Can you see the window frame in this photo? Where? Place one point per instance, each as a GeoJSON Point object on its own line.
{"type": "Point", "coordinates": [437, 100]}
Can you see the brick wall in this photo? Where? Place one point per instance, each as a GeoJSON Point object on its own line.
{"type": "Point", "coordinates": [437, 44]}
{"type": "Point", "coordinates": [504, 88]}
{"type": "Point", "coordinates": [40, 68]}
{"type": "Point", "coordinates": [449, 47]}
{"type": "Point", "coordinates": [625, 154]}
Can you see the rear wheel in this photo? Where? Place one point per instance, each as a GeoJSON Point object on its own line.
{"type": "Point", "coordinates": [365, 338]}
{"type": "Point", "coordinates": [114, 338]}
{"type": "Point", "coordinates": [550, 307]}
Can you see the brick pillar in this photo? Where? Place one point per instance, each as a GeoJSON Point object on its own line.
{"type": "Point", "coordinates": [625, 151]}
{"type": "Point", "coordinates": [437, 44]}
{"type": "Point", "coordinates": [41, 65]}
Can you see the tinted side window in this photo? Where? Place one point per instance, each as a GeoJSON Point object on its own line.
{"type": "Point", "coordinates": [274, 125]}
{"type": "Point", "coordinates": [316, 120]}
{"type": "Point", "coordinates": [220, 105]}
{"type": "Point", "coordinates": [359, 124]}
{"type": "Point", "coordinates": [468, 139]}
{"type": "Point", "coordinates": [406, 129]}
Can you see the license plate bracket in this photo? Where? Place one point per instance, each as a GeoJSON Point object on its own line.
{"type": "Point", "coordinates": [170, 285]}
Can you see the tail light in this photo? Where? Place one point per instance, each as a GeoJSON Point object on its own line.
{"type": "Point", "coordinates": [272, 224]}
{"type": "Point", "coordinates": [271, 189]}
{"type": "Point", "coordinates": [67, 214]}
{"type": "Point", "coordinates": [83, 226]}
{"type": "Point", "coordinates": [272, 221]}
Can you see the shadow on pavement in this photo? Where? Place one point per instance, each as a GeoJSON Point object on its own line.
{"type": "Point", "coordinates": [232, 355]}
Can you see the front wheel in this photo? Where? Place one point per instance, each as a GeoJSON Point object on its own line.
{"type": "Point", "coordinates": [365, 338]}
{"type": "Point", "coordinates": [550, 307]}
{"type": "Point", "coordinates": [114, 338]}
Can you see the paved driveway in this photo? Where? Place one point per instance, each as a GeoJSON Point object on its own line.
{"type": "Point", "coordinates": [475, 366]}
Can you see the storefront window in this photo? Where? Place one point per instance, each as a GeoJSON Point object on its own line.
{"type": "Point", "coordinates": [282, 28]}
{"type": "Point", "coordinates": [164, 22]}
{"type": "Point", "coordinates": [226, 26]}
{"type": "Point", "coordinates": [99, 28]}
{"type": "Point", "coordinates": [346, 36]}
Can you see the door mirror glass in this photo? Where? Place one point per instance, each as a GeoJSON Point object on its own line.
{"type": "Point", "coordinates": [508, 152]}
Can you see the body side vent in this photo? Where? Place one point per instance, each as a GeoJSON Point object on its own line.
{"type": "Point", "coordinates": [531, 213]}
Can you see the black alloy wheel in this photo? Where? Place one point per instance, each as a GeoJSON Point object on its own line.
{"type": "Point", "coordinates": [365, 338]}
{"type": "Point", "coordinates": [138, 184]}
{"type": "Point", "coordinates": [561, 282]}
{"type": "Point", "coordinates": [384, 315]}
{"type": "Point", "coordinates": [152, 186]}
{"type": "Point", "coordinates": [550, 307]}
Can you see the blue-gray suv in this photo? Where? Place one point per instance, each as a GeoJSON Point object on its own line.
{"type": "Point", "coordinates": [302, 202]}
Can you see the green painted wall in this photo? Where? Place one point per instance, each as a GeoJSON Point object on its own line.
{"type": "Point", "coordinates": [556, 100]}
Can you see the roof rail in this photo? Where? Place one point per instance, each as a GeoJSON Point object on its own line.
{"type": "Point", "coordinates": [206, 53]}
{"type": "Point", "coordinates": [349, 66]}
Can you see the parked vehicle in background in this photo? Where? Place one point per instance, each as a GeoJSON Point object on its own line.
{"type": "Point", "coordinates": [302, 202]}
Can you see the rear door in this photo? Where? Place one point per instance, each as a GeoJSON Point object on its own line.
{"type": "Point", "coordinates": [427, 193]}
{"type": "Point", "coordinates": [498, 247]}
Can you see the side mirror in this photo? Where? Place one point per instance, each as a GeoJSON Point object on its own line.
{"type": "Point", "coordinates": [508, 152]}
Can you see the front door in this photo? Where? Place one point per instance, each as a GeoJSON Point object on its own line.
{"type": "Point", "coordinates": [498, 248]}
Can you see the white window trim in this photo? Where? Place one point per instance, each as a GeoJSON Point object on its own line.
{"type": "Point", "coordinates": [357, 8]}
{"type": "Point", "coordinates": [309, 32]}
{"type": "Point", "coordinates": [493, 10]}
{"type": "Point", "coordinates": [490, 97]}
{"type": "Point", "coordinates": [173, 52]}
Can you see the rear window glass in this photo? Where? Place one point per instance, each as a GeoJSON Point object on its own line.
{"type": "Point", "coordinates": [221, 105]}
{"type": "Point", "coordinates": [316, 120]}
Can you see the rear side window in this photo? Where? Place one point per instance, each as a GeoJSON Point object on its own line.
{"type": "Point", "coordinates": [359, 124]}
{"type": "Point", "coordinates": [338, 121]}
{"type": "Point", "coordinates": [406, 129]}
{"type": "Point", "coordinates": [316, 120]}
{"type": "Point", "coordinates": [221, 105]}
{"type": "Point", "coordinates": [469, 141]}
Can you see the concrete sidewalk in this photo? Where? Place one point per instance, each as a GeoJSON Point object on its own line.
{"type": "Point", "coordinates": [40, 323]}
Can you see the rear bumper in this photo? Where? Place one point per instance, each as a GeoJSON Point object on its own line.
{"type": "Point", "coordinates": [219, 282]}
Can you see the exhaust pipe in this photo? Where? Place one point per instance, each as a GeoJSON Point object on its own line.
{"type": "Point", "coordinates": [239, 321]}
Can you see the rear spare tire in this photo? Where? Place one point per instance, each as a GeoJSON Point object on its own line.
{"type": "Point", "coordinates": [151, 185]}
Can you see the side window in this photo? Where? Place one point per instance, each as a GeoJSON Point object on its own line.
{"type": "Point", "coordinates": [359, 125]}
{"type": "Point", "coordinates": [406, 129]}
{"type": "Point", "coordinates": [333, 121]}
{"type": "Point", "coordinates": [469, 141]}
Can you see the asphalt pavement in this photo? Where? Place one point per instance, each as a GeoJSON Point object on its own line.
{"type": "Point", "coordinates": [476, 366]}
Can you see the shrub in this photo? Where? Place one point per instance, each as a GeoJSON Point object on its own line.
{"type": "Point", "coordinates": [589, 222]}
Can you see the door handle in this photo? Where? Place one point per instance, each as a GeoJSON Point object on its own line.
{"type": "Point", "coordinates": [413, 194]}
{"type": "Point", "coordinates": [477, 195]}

What this task involves –
Starting with the line that contains "Can you see the rear spare", print each line through the last one in the listing. Include both end lines and add nothing.

Response to this task –
Can you see the rear spare tire in this photo? Where? Place one point per instance, each as a GeoJSON Point object on its own line.
{"type": "Point", "coordinates": [151, 185]}
Can you see the side window in this photo? Where? Place one point per instance, each as a GeoJSON Point object on its own line.
{"type": "Point", "coordinates": [359, 125]}
{"type": "Point", "coordinates": [406, 129]}
{"type": "Point", "coordinates": [333, 121]}
{"type": "Point", "coordinates": [469, 141]}
Can you see the asphalt pavement in this photo? Where? Place one point per instance, each as a GeoJSON Point object on its own line.
{"type": "Point", "coordinates": [476, 366]}
Can you see the shrub in this photo? Where? Place one point per instance, each as a GeoJSON Point object on its own line.
{"type": "Point", "coordinates": [589, 222]}
Can you see the door handle in this photo? Where? Place one point per instance, each as a GeoJSON Point object on its own line.
{"type": "Point", "coordinates": [413, 194]}
{"type": "Point", "coordinates": [477, 195]}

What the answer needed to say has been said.